**WHAT THE TASK REQUIRES**
Copy the entries that appear below in full, leaving out any picture among them.

━━━━━ EXERCISE MATERIALS ━━━━━

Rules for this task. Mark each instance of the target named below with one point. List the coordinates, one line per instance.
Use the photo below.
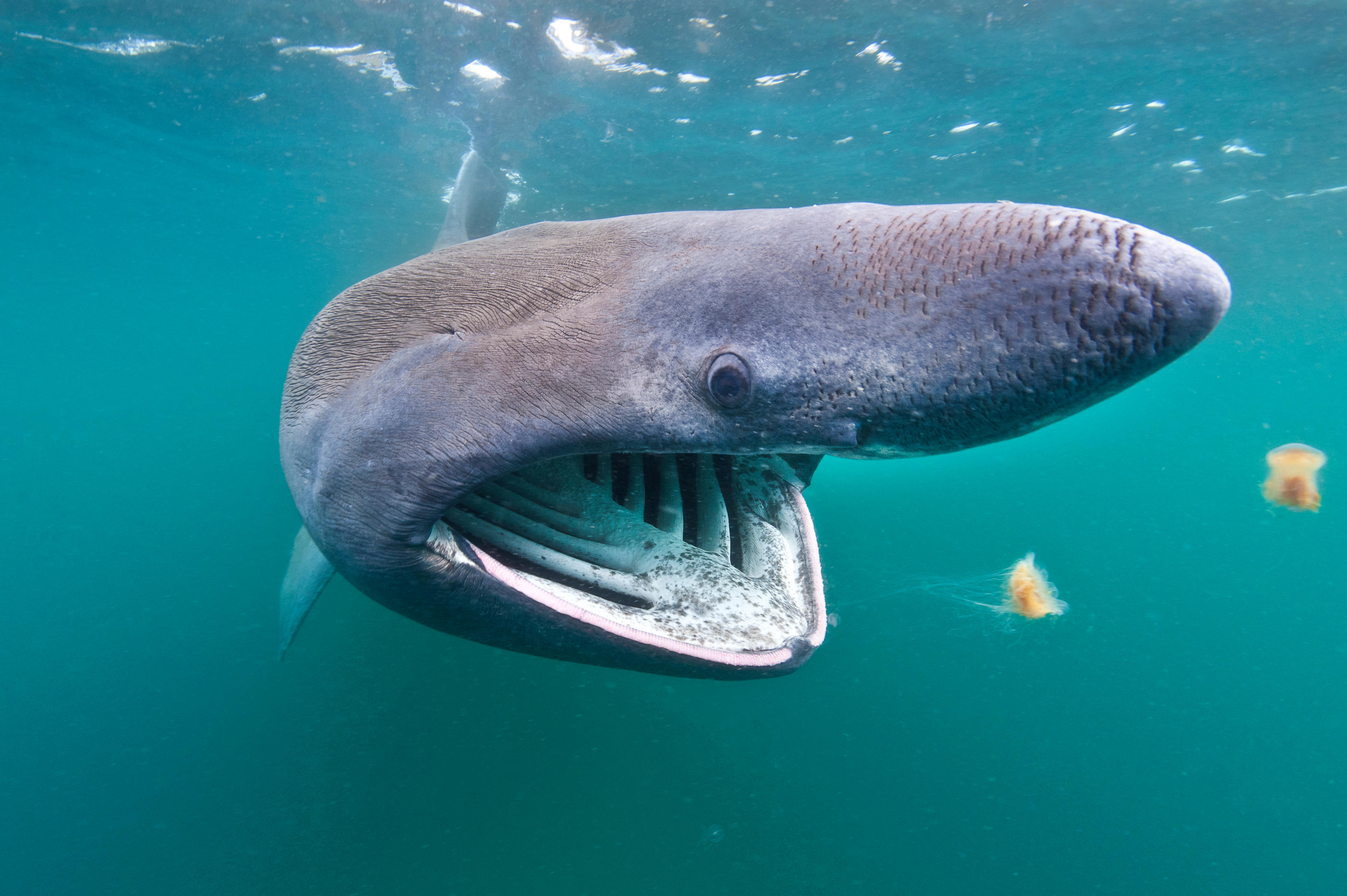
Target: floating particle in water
(1028, 592)
(1294, 476)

━━━━━

**ANSWER TO THIS PROBLEM**
Rules for this task. Mark each instance of the target named below with one point. List the coordinates, one line per instance.
Use the photo below.
Target: floating particle in water
(1028, 592)
(1294, 476)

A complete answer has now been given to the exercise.